Work to be completed >> Carry on the travel tip below about the Roosevelt Island Tramway from the point where it stops.

Document excerpt >>
Travel Tip: Take the Roosevelt Island Tramway

Roosvelt Island Tramway

Along with the day’s other 10,000-odd commuters and rubberneckers, why not fly through the air with the greatest of ease on New York City’s amazing Roosevelt Island Tramway? Completed in 1976, this aerial tramway (cableway to Europeans) spans the East River, connecting Manhattan to Roosevelt Island. Each car has a capacity of 125 people and there are 115 trips per day across the 940-m (3,100-ft) distance, the tramway climbing to a maximum height of 76 m (250 ft) during the journey. The Manhattan entrance to the system is at Tram Plaza (60th Street and 2nd Avenue). The closest New York City subway station is the Lexington Avenue/59th Street complex.

The Tramway runs parallel to the Queensboro Bridge, which crosses Roosevelt Island. Until the 1950s, a trolley (the last in New York) ran to the centre of the Queensboro Bridge, where the cars stopped to let passengers descend to Roosevelt Island by lift. This service was discontinued after a bridge from Queens was built, but there was no direct link to Manhattan until the aerial tram arrived. It was intended to be a temporary measure until the island’s subway station was built, but when that was finally completed in 1989 the ‘Tram’ had become so popular it became a permanent fixture. It was grounded after malfunctioning twice, in 2005 and 2006, stranding passengers in mid-air. After refurbishment, the service was reinstated though (just in case) each car now carries blankets, food, water…and a toilet with privacy curtain.

Recorded data >>
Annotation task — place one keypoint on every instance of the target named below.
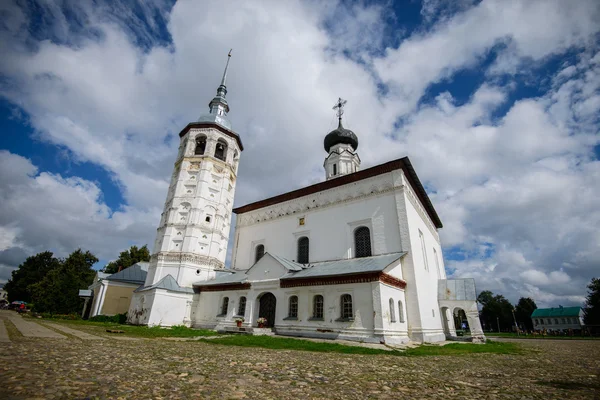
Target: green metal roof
(556, 312)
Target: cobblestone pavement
(45, 368)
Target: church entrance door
(266, 309)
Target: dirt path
(155, 368)
(74, 332)
(32, 329)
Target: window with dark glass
(318, 306)
(260, 251)
(400, 311)
(200, 145)
(362, 242)
(242, 306)
(224, 306)
(303, 245)
(346, 304)
(221, 150)
(293, 307)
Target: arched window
(318, 306)
(362, 242)
(293, 307)
(224, 306)
(221, 150)
(346, 306)
(242, 306)
(200, 145)
(400, 311)
(303, 250)
(422, 238)
(259, 252)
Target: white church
(355, 257)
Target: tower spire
(339, 107)
(226, 66)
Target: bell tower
(192, 236)
(341, 145)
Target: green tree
(127, 258)
(496, 310)
(58, 291)
(591, 310)
(523, 311)
(31, 271)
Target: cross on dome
(339, 106)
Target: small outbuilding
(557, 319)
(112, 293)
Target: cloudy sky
(497, 104)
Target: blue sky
(496, 103)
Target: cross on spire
(226, 66)
(339, 106)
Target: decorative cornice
(390, 280)
(188, 258)
(200, 125)
(403, 163)
(343, 279)
(222, 287)
(330, 198)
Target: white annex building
(357, 256)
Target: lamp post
(515, 319)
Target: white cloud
(521, 185)
(43, 211)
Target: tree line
(52, 284)
(497, 313)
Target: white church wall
(427, 325)
(169, 308)
(329, 226)
(394, 326)
(207, 311)
(267, 268)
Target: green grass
(136, 331)
(277, 343)
(515, 336)
(456, 349)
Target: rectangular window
(318, 307)
(224, 306)
(437, 264)
(424, 250)
(293, 309)
(346, 301)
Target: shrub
(117, 319)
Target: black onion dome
(340, 135)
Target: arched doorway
(445, 312)
(266, 309)
(460, 320)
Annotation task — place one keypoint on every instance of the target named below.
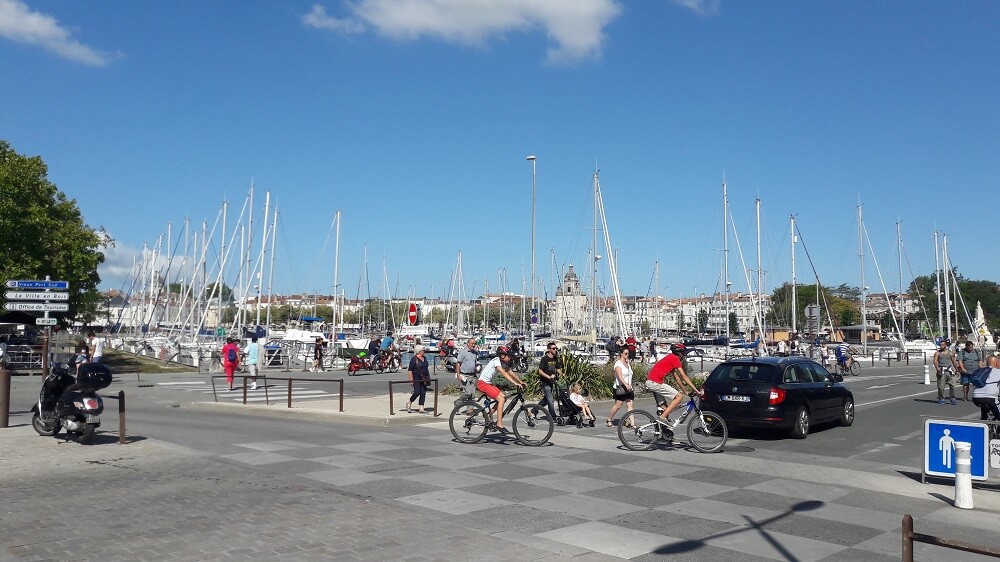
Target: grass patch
(122, 362)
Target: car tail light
(777, 396)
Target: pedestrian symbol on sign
(940, 437)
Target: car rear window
(743, 372)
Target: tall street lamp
(531, 339)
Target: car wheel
(800, 428)
(847, 413)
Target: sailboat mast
(902, 309)
(795, 304)
(725, 252)
(938, 288)
(336, 273)
(946, 264)
(760, 280)
(864, 290)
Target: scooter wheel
(41, 428)
(87, 435)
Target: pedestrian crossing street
(273, 392)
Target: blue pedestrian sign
(37, 284)
(940, 437)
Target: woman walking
(420, 378)
(623, 386)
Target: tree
(43, 233)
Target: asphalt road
(890, 404)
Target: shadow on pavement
(691, 545)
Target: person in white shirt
(582, 403)
(986, 397)
(96, 346)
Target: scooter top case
(77, 402)
(93, 375)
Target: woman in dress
(623, 386)
(420, 378)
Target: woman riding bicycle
(485, 385)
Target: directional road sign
(37, 306)
(35, 296)
(940, 437)
(37, 284)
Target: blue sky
(414, 119)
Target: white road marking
(895, 398)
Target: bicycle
(388, 361)
(639, 430)
(852, 368)
(470, 420)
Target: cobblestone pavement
(411, 493)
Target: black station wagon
(783, 392)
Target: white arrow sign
(35, 296)
(37, 306)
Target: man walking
(253, 360)
(465, 369)
(968, 362)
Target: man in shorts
(485, 385)
(663, 392)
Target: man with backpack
(230, 360)
(968, 362)
(986, 396)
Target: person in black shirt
(548, 370)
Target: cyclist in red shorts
(485, 383)
(663, 392)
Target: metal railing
(290, 380)
(910, 537)
(392, 410)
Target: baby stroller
(569, 413)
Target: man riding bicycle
(843, 353)
(664, 393)
(485, 385)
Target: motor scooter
(71, 404)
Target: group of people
(644, 351)
(90, 350)
(950, 365)
(232, 358)
(657, 381)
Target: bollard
(4, 398)
(121, 417)
(963, 475)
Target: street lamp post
(531, 339)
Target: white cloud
(19, 23)
(319, 19)
(576, 27)
(701, 7)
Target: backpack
(979, 376)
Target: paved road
(197, 485)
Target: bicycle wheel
(707, 432)
(638, 430)
(468, 422)
(532, 425)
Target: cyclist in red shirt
(663, 393)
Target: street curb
(277, 411)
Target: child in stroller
(570, 412)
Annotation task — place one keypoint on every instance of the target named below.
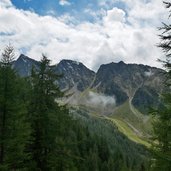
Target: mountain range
(123, 93)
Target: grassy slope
(125, 129)
(139, 123)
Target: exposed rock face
(140, 84)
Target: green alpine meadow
(85, 85)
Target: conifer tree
(14, 129)
(44, 113)
(162, 123)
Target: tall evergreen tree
(44, 113)
(162, 123)
(14, 130)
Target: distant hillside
(122, 92)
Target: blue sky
(90, 31)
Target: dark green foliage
(115, 151)
(43, 113)
(146, 98)
(36, 133)
(14, 130)
(162, 117)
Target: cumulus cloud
(129, 35)
(115, 15)
(64, 2)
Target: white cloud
(64, 2)
(111, 39)
(5, 3)
(115, 15)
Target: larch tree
(14, 129)
(162, 123)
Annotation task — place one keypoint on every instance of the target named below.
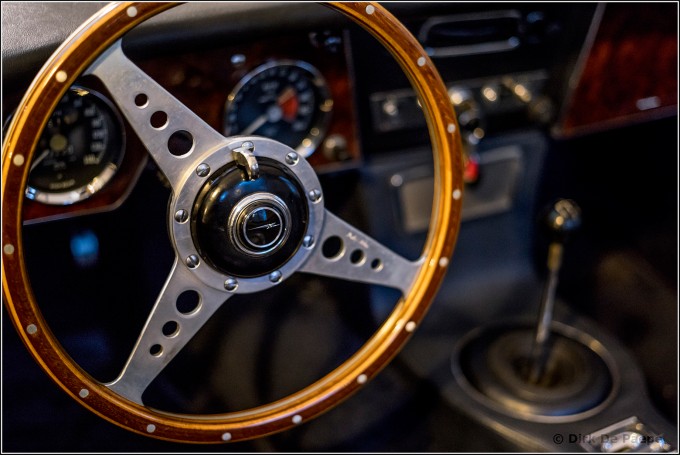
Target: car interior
(380, 227)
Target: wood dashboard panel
(631, 72)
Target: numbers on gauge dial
(287, 101)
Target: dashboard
(548, 106)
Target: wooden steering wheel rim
(62, 69)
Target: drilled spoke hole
(180, 143)
(333, 247)
(357, 257)
(170, 329)
(188, 302)
(141, 100)
(159, 120)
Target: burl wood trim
(50, 85)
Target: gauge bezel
(324, 106)
(100, 180)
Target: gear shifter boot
(576, 378)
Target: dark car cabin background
(565, 100)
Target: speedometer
(79, 151)
(284, 100)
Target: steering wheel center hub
(259, 224)
(249, 228)
(229, 226)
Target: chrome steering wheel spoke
(347, 253)
(171, 132)
(182, 308)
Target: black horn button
(249, 228)
(259, 224)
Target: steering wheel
(245, 214)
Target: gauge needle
(273, 114)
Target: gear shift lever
(562, 220)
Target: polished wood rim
(60, 72)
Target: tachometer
(79, 150)
(284, 100)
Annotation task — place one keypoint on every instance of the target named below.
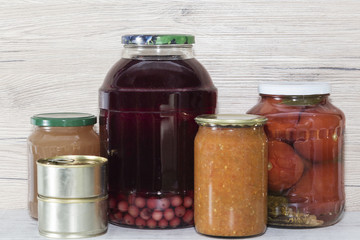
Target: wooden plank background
(54, 56)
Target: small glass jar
(148, 103)
(56, 134)
(306, 136)
(230, 175)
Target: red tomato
(282, 118)
(319, 137)
(320, 190)
(287, 166)
(282, 126)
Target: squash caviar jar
(148, 103)
(306, 137)
(230, 175)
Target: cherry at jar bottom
(152, 210)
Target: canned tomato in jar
(230, 175)
(72, 200)
(306, 137)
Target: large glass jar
(148, 103)
(231, 175)
(56, 134)
(306, 136)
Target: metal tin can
(72, 196)
(72, 176)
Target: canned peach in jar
(230, 175)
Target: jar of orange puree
(230, 175)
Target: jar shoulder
(128, 74)
(39, 136)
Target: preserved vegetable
(230, 175)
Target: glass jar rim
(230, 120)
(158, 39)
(286, 88)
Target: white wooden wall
(54, 56)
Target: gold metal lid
(230, 120)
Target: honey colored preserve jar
(230, 175)
(56, 134)
(306, 136)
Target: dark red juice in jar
(148, 103)
(306, 165)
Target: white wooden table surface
(16, 224)
(54, 56)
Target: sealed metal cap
(294, 88)
(157, 39)
(72, 176)
(63, 119)
(230, 120)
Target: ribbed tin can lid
(72, 176)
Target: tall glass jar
(306, 137)
(148, 103)
(231, 175)
(56, 134)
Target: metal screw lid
(157, 39)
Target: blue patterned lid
(157, 39)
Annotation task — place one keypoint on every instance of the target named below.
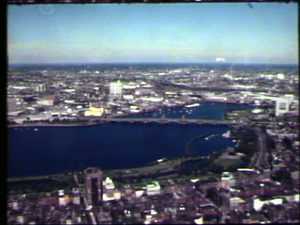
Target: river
(51, 150)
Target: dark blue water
(52, 150)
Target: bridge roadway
(169, 120)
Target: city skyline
(167, 33)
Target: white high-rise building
(116, 89)
(283, 104)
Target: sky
(113, 33)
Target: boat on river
(192, 105)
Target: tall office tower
(115, 89)
(93, 188)
(11, 104)
(283, 104)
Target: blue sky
(76, 33)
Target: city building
(94, 111)
(108, 189)
(283, 104)
(47, 100)
(40, 88)
(153, 188)
(227, 180)
(12, 104)
(93, 182)
(115, 89)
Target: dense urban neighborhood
(257, 181)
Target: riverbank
(171, 165)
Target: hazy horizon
(233, 33)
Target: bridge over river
(171, 120)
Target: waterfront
(51, 150)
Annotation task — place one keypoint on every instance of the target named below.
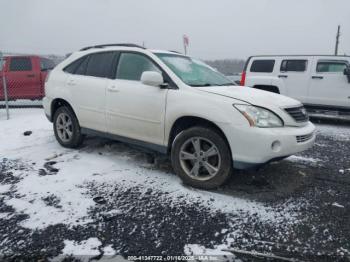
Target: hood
(251, 95)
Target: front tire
(201, 158)
(67, 128)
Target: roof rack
(108, 45)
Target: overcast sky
(216, 28)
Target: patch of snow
(339, 133)
(100, 164)
(335, 204)
(108, 251)
(206, 254)
(302, 159)
(87, 247)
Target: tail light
(242, 83)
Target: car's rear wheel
(201, 157)
(67, 128)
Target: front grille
(299, 114)
(304, 138)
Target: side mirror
(152, 78)
(347, 73)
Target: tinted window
(46, 64)
(100, 64)
(2, 63)
(81, 69)
(293, 65)
(20, 64)
(262, 66)
(131, 66)
(73, 66)
(331, 67)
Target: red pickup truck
(25, 76)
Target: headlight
(259, 117)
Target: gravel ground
(296, 208)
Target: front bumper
(254, 146)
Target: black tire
(76, 138)
(210, 135)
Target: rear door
(135, 110)
(294, 73)
(328, 85)
(88, 89)
(23, 78)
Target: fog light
(276, 146)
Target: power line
(337, 41)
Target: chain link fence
(22, 81)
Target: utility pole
(337, 41)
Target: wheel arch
(185, 122)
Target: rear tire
(201, 158)
(66, 128)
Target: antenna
(337, 41)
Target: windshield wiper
(227, 84)
(198, 85)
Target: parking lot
(109, 198)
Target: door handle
(71, 82)
(112, 89)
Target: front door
(135, 110)
(88, 88)
(329, 86)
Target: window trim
(166, 77)
(330, 61)
(286, 71)
(88, 56)
(20, 57)
(269, 72)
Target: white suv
(321, 83)
(176, 105)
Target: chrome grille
(304, 138)
(299, 114)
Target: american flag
(186, 40)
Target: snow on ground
(80, 167)
(340, 133)
(61, 177)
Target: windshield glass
(194, 72)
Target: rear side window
(72, 67)
(131, 66)
(81, 68)
(262, 66)
(46, 64)
(100, 64)
(293, 65)
(331, 66)
(20, 64)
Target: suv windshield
(194, 72)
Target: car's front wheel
(201, 157)
(66, 128)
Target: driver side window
(131, 66)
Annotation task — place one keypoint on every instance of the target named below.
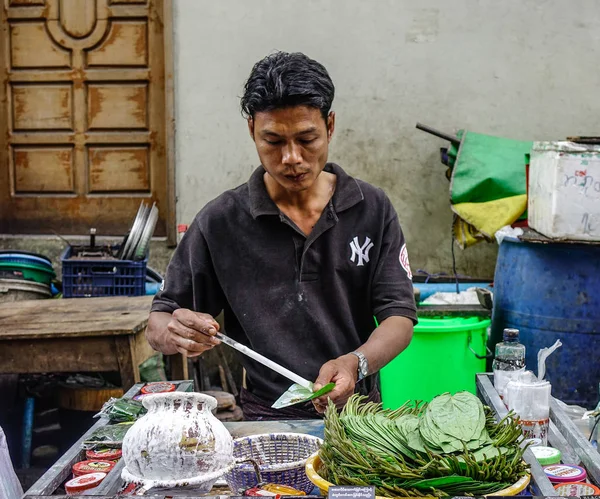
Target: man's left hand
(342, 371)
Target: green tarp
(488, 187)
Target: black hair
(285, 79)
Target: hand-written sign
(351, 492)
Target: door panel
(82, 115)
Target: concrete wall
(520, 69)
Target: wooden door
(82, 115)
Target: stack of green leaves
(451, 446)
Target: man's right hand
(192, 333)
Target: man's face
(292, 144)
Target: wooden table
(61, 470)
(78, 334)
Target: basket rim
(246, 467)
(314, 463)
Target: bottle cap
(92, 466)
(84, 482)
(510, 335)
(577, 489)
(565, 473)
(546, 455)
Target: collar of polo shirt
(347, 192)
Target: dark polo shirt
(298, 300)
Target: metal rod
(452, 138)
(264, 361)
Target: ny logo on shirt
(360, 253)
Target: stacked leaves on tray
(451, 446)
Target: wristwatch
(363, 365)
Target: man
(300, 258)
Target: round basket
(280, 458)
(314, 463)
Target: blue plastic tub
(551, 292)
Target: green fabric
(488, 168)
(488, 185)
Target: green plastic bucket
(443, 356)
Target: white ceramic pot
(179, 438)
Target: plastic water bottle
(509, 360)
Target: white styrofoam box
(564, 190)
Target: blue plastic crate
(95, 278)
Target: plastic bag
(10, 487)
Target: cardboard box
(564, 190)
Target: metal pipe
(452, 138)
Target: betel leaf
(457, 415)
(441, 481)
(408, 427)
(298, 393)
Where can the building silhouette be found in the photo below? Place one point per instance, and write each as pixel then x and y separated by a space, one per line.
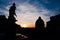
pixel 39 24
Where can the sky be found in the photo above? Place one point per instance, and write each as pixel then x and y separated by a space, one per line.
pixel 28 11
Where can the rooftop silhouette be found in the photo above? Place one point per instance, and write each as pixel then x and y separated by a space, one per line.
pixel 8 27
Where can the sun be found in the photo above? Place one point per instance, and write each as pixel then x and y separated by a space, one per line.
pixel 24 25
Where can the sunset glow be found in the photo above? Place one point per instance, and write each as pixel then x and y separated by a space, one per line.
pixel 24 25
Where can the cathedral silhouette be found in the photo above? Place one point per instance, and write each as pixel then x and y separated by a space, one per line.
pixel 8 27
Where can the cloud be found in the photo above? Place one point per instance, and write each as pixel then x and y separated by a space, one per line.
pixel 27 13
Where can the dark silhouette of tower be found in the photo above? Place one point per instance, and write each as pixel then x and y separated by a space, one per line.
pixel 39 24
pixel 12 13
pixel 11 33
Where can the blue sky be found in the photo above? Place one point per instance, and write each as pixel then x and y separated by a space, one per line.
pixel 30 10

Answer to this exercise >>
Roosevelt Island had various names over the centuries – Minnahononck, Varckens Island, Manning’s Island, Blackwell’s Island and Welfare Island – before its final renaming in anticipation of a Presidential monument to Franklin Delano Roosevelt that never got built. In the 19th century hospitals, asylums and prisons were located on the island, it is now subject to intensive residential redevelopment.

Best highlights of Roosvelt Island Tramway Journey

A quick tour of Roosevelt Island for a bargain 25-cent fare on the ‘Red Bus’ that meets each tram.
The extraordinary lighthouse on the north tip of Roosevelt island, built in 1872 – a great viewpoint overlooking the river, Manhattan’s Upper East Side and Triborough Bridge.
A night trip – the view of Manhattan, the East River and Queens is magnificent.
The mysterious castle-like Renwick Ruin at the south end of the island, named after architect James Renwick who designed this former smallpox hospital…and St Patrick’s Cathedral on Fifth Avenue.

YOU SHOULD KNOW:

Sex symbol Mae West once served time in the Welfare island Penitentiary (closed in 1935), for putting on a bawdy Broadway show  entitled…Sex.